(Provided records)
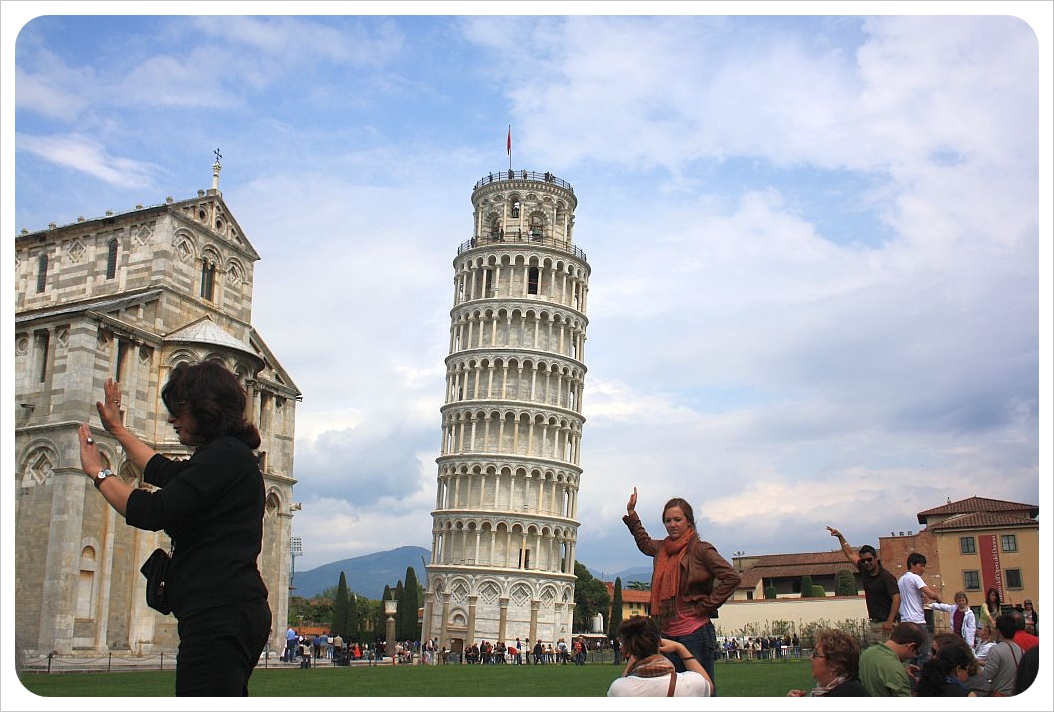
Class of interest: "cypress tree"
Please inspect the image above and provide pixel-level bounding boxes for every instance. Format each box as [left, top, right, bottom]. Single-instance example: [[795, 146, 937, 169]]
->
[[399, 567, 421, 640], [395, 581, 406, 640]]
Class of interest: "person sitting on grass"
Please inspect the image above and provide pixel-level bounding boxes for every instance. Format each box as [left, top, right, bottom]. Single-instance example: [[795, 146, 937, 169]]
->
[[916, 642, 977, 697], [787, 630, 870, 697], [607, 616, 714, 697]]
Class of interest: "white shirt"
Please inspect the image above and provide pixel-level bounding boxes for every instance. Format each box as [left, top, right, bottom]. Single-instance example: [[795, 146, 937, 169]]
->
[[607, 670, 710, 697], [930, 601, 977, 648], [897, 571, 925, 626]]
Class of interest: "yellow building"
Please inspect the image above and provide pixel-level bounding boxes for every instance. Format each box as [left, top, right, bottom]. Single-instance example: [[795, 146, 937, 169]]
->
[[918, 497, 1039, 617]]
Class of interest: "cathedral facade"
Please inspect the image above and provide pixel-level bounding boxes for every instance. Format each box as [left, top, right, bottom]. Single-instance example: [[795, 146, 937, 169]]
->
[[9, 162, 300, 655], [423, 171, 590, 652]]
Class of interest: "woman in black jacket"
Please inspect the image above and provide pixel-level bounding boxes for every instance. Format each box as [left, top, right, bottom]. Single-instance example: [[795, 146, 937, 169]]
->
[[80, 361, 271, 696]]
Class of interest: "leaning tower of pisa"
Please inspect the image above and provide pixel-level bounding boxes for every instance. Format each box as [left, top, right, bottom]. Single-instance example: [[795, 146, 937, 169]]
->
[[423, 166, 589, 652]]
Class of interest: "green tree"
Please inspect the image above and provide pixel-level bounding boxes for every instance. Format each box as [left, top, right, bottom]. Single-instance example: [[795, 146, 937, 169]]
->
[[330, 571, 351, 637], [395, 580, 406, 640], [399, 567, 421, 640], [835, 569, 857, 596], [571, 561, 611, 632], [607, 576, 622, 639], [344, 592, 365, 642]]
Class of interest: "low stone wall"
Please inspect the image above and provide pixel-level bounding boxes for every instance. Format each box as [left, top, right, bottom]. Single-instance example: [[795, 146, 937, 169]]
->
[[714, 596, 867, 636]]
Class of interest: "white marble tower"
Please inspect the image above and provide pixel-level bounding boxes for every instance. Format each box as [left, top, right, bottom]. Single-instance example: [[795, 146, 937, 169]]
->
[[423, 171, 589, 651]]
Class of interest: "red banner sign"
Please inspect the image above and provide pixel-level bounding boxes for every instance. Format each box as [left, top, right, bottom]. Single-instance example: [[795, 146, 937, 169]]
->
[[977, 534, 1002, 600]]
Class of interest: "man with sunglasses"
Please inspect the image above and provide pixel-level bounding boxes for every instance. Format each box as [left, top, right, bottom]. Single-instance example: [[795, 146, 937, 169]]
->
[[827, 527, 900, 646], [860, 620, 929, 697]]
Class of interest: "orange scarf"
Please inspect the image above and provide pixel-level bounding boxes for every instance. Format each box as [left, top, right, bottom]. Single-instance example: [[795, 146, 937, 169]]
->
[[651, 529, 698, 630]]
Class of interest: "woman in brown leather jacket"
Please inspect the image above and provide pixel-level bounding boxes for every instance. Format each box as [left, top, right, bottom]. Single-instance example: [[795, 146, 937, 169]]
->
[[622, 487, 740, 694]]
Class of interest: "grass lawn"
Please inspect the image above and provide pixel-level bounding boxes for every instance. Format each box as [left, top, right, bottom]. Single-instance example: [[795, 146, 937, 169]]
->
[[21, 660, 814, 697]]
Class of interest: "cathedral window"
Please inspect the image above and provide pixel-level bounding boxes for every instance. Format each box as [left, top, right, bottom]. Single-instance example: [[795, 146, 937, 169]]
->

(Problem)
Convert the entries from the start through the line containing "571, 925, 626]]" into a two-column CSV with the columns text and answer. Use one row per entry, put each field in quotes, replace line breaks with spaces, and leave out the pictures.

(Problem solution)
text,answer
"Class of interest: ""cypress tree"" Please inspect the image above and provide pixel-level bounding boxes for every instance. Format each box as [left, top, right, bottom]. Single-instance example: [[795, 146, 937, 169]] ->","[[399, 567, 421, 640], [395, 581, 406, 640]]"
"Class of interest: ""person sitting on grass"" Please inspect the image above and provide pixel-level bounding boxes for every instance. Format each box as [left, top, right, bottom]. Single-instance example: [[795, 146, 937, 169]] ->","[[916, 642, 977, 697], [787, 630, 870, 697], [607, 616, 714, 697]]"
"Class of interest: ""white shirt"" Please inspect the image above and provide pixel-level bounding boxes for every instance. Format each box as [left, top, right, bottom]. Single-instance example: [[795, 146, 937, 169]] ->","[[607, 670, 710, 697], [930, 601, 977, 648], [897, 571, 925, 626]]"